- [EXERCISE REQUIREMENTS]
Of the entries below, return only those lines from the line with "target | building window ledge" to the line with "target | van roof", exactly, both included.

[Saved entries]

============

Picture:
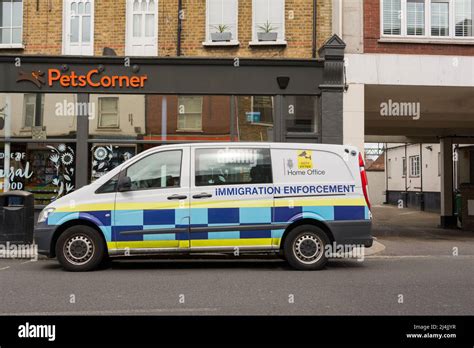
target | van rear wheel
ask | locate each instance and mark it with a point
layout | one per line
(80, 249)
(305, 247)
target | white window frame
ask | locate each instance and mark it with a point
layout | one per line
(415, 166)
(178, 129)
(15, 45)
(99, 111)
(281, 41)
(427, 38)
(65, 41)
(233, 42)
(129, 28)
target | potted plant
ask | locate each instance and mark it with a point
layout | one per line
(267, 32)
(222, 34)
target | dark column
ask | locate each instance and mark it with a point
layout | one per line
(82, 147)
(332, 90)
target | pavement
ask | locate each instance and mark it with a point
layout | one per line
(412, 272)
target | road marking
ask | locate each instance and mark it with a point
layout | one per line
(118, 311)
(418, 256)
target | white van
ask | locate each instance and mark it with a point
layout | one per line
(292, 200)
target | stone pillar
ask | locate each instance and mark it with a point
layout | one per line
(447, 214)
(332, 89)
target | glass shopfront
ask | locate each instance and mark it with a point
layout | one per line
(38, 131)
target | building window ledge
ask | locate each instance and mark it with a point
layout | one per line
(268, 43)
(437, 41)
(11, 46)
(232, 43)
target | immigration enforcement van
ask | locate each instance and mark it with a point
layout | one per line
(291, 200)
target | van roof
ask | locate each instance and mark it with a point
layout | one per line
(327, 147)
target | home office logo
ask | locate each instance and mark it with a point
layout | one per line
(36, 77)
(400, 109)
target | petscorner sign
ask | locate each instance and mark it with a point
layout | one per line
(94, 79)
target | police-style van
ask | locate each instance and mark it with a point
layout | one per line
(292, 200)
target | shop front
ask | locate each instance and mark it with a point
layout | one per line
(66, 121)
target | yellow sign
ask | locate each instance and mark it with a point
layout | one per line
(305, 159)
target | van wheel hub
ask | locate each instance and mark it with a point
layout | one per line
(308, 248)
(79, 250)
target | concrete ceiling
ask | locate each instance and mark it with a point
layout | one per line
(444, 111)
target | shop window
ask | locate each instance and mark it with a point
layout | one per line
(48, 171)
(391, 14)
(302, 114)
(159, 170)
(142, 23)
(222, 20)
(33, 110)
(108, 112)
(428, 18)
(439, 18)
(414, 166)
(107, 157)
(39, 115)
(416, 17)
(268, 21)
(233, 166)
(79, 27)
(464, 15)
(189, 113)
(11, 23)
(255, 118)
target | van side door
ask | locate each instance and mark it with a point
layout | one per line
(153, 214)
(231, 198)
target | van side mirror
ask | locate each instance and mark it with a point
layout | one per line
(124, 184)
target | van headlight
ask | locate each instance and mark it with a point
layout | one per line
(45, 213)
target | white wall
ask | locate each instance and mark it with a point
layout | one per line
(353, 116)
(376, 187)
(428, 167)
(410, 69)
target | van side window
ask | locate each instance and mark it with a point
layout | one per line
(110, 186)
(233, 166)
(160, 170)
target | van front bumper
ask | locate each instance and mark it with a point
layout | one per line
(43, 236)
(352, 232)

============

- [YOUR SOLUTION]
target | building window ledge
ask | locate each instance and mark it with a point
layout | one per line
(268, 43)
(437, 41)
(11, 46)
(232, 43)
target | immigration enforcement van
ask | locate each instance and mark it with a point
layout | one per line
(291, 200)
target | van roof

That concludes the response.